Segment Start: Text section

Mark Clark [00:21:25]:
And don't put that in there because all the people who love animals are going to be mad at Jesus. Don't put that in there. It makes them look bad. Don't put them in the garden saying, if you could take this cup from me, I wish you would because I'm terrified and I'm sweating blood right now. That's not how heroes die. Heroes are like William Wallace and they go to bat and they never blink, but they put it in there and you look it up and every scholar goes, this is not whitewashed. This is not mythology. This is like, this just happened like this.
Mark Clark [00:21:54]:
Now, you take an authority like that and you go, okay, now I'm reading this Bible and it's informing me that hell's an idea. Just is an idea. The wrath of God's an idea. Here's why I don't have the luxury to just turn away from it and say, no, it's not. Because here's what should terrify you. You and I are such a product of our cultural moment. Be very careful to not be such a product of your cultural moment that you deny something that's been an authority for 2000 years. See, Christianity connects itself to this metanarrative which transcends every cultural moment.
Mark Clark [00:22:27]:
So we tap into, we say, here's what gets to define truth. Here's the great thing about that. Here's the freeing part. Now, you get to think, not in your matrix of a 21st century Canadian educated the way you are. See, listen to this. And I've given this illustration before. My grandmother, when I would go over to her house, she. We would all agree our grandparents say the craziest stuff, right? Like, our grandparents say stuff.
Mark Clark [00:22:50]:
Some of you are like, what are you talking about? It's like, yeah, that's you, right? So I'd go over to my grandparents house and I'm like, I'm lucky I didn't bring my friend of another race, grandma cheapers. What are you saying? We all know our grandparents said crazy stuff, believed crazy stuff because they were raised in a different era where people actually like value. Like today. Like, my grandma would be like, holding buttons and making sure she kept a hold of elastics. I'm like, who cares? I'll just go buy 1000 at Costco. It's like, yeah, but you don't have money. That's okay. Credit card.
Mark Clark [00:23:27]:
It's just a different game. Now. Here's the reality, though. If you are such a product of your cultural moment, one day you and I are going to be our grandparents and we're going to believe stuff that our grandkids and our great grandkids are going to look at us right now. The things that you think are cutting edge, the things that you think are cool, your great grandkids are going to look at you and go, they're nuts. Don't go talk to Grandpa. He's gone off. He believes X.

Segment End: Text section

▶ **Brief**: Please extend the sermon transcript about being a product of your cultural moment, picking up right after its final line.

Segment Start: Provided material

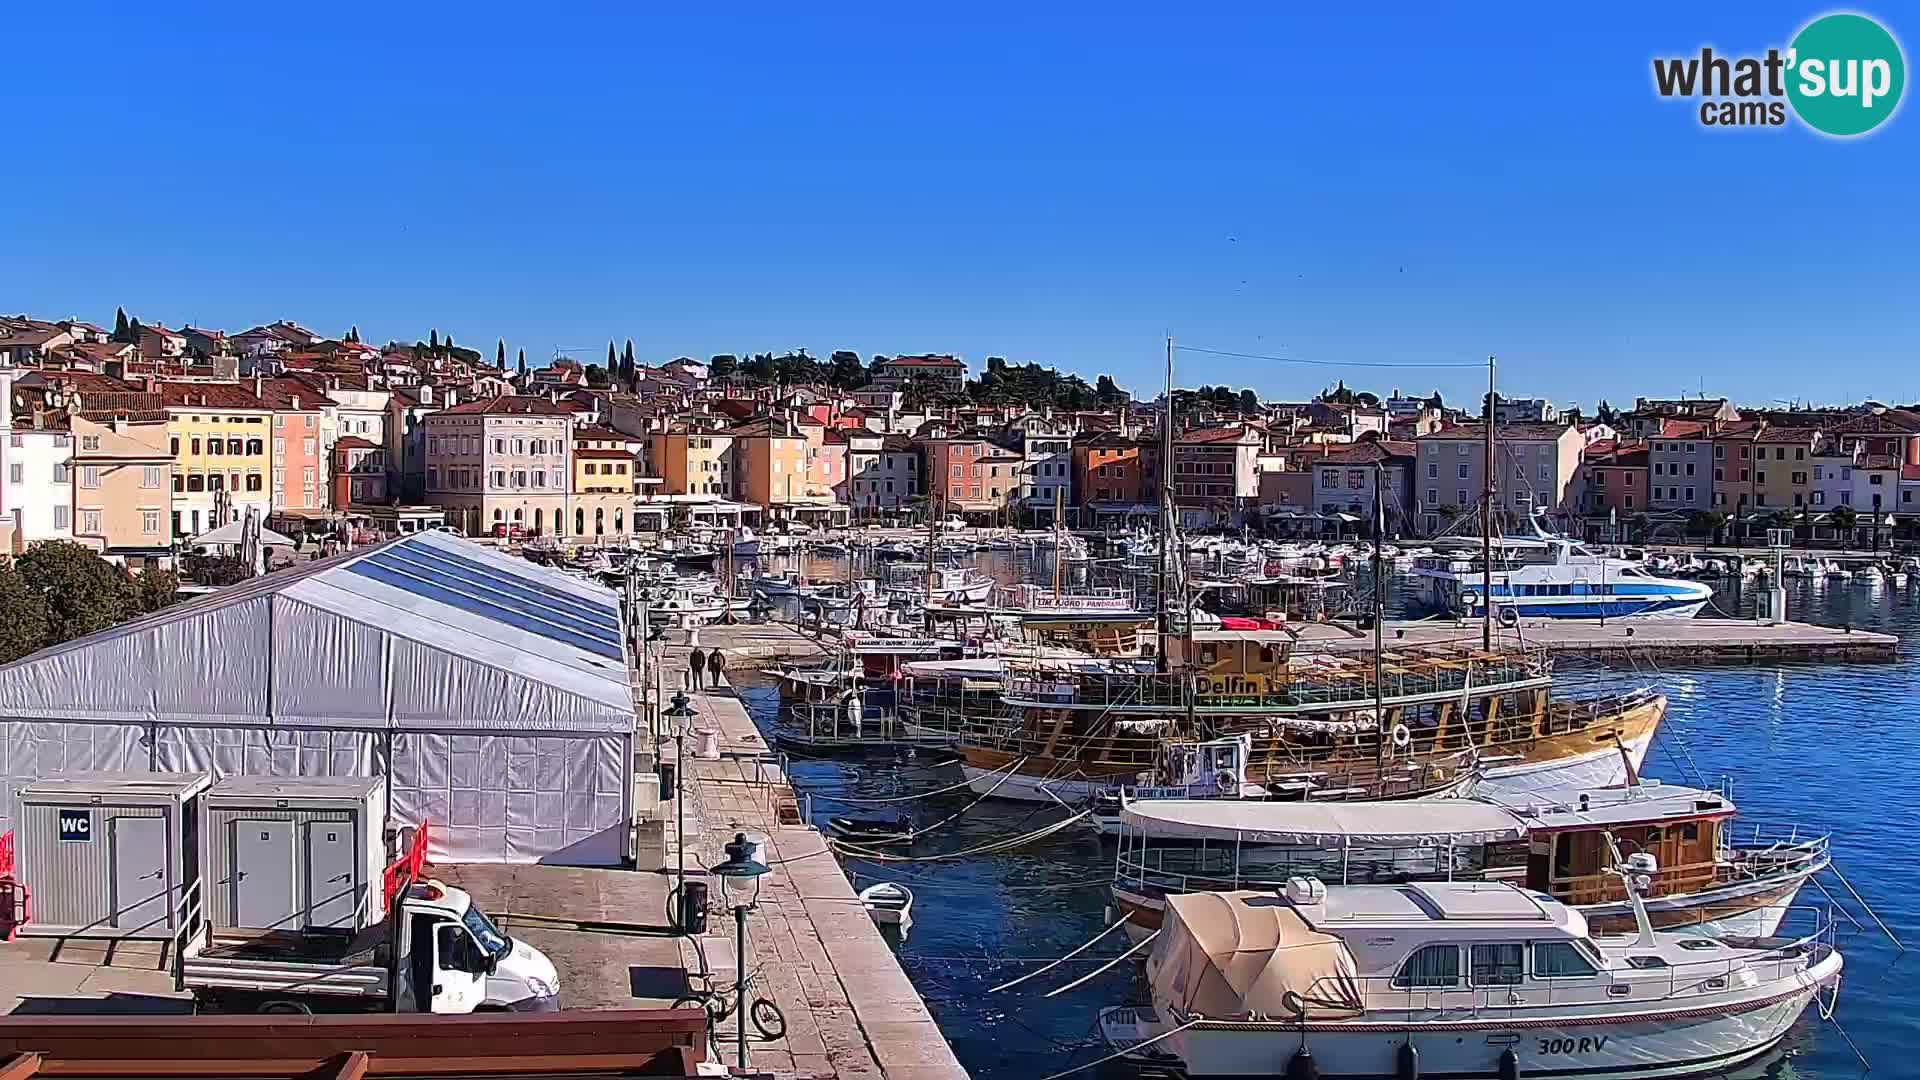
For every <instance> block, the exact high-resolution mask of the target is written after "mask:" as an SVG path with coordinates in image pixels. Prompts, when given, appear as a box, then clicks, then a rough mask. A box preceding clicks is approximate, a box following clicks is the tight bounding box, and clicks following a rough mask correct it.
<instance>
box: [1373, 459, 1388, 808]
mask: <svg viewBox="0 0 1920 1080" xmlns="http://www.w3.org/2000/svg"><path fill="white" fill-rule="evenodd" d="M1384 471H1386V465H1384V461H1375V463H1373V763H1375V767H1377V771H1379V769H1384V767H1386V707H1384V705H1382V701H1380V650H1382V648H1386V646H1384V630H1382V626H1384V625H1386V575H1384V571H1382V567H1384V559H1382V557H1380V544H1382V542H1384V540H1382V538H1384V536H1386V511H1384V505H1382V503H1380V473H1384Z"/></svg>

Segment End: Provided material

▶ **Exercise output**:
Mark Clark [00:23:55]:
And it's like, why does he believe x, man? Because he was watching the news in 2017, and that's what they. That's how they talked. That's what they believed. Be very careful that you don't let your cultural moment overtake something that actually transcends culture. And that's what, as a Christian, you've got to submit to. You've got to go, okay? I have to be self aware enough to know that the Bible actually is my authority right now. And so maybe, just maybe, our cultural moment is not the preeminent decider on what is right and just for the cosmos. Now, thirdly, here's another objection.
Mark Clark [00:24:31]:
Isn't hell overkill? And what I mean by that is, some people look at hell and they say it's absolute overkill. A person lives and sins for 80 years, and then they get punished forever. But here's what you and I have to understand, that a punishment is not based on how long it takes for someone to commit a crime. A punishment is based on the weightiness of the crime. What I mean is, it could take you 7 seconds to murder someone. You don't go to jail for 7 seconds. You go to jail for life. Or sometimes we take your life.
Mark Clark [00:25:02]:
Why? Because you murdered a person. So here's the scale. Because there is a scale of essence. And what you and I, as a culture do is we punish people based on the sin against some kind of value, integrity, personage, and essence of the person being sinned against. Now, here's what I mean. If I'm driving in my car and I hit a cat on the way home today, all right, praise God. Let's say I hit a cat and a neighbor walks out and we see a dead cat on the ground, what is that neighbor gonna say? They're gonna go, oh, man, you killed a cat. And I'm like, yeah, kind of tried to.
Mark Clark [00:25:38]:
Cause they're demons. All right? If you've been around village, me and cats don't work out very well. So demon cat got hit by my car. I didn't mean to kill the demon cat, but it's dead. Is that guy gonna call the cops? Yes or no? No, it's a dead cat. Sorry. Shoot. Can I bury in your backyard? Done.
Mark Clark [00:26:00]:
Now, tomorrow, I'm driving, and I hit a person. 20 years old. Bam. On the ground. Dead neighbor comes out. What are we gonna do? Is he gonna call the cops? Probably. Probably not. Just gonna let me go.
Mark Clark [00:26:14]:
Hey, let's not talk about this. Let's put him in your backyard right not gonna happen. Not gonna happen. I hit, I drive over a spider, that guy's not even coming out. Cuz it don't matter because every creature has a value and they're all on a scale. And what we gotta understand is when you say to yourself, but I sinned for 80 years, ergo I shouldn't go to hell forever. You're missing the point. That the person you're sinning against.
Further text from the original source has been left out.